* Exercise details *
Show every line of the records below that contains the word "target", copying each line in full.

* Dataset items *
--------------------------------------------------
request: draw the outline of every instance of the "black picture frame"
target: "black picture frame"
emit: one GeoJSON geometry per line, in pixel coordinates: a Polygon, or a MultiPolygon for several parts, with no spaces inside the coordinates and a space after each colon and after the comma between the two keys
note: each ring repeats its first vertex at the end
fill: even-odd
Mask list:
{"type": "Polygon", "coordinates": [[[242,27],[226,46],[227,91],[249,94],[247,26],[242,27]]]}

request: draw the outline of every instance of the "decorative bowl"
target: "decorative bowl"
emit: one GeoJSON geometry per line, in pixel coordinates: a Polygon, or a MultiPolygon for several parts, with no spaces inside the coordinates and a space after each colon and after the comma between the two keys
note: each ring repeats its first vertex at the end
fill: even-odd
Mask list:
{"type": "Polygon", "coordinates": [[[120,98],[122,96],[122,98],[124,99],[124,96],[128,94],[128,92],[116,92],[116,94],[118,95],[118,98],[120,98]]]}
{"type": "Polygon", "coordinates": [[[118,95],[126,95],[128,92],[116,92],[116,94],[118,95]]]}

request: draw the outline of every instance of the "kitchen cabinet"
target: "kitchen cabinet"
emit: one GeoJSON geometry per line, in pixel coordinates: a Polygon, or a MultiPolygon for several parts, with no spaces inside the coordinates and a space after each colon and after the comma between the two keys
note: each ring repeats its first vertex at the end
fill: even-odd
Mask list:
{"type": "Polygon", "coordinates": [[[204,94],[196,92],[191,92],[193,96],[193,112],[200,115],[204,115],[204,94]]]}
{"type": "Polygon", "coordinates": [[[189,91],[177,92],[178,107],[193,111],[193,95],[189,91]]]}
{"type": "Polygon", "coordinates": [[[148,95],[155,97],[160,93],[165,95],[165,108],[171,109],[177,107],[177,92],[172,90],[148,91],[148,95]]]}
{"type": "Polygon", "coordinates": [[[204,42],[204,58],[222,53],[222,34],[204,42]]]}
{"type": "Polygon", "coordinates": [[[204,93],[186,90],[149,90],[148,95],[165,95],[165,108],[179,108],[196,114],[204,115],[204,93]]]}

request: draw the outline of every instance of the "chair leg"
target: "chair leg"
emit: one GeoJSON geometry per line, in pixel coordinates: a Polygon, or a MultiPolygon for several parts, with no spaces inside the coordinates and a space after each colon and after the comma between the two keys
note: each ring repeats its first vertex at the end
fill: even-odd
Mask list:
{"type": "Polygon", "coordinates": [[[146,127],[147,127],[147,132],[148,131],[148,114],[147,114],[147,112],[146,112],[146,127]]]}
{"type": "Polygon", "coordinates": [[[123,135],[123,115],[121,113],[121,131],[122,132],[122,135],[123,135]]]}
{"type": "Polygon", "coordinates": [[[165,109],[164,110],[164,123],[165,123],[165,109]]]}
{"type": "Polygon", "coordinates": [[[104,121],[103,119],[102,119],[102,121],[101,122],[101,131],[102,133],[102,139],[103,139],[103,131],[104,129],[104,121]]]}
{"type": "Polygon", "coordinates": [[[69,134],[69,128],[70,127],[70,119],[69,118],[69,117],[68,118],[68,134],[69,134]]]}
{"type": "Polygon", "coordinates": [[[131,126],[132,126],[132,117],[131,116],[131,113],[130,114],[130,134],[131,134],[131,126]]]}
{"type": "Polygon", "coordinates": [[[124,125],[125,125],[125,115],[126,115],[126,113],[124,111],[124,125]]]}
--------------------------------------------------
* Solved problem *
target: "black picture frame"
target: "decorative bowl"
target: "kitchen cabinet"
target: "chair leg"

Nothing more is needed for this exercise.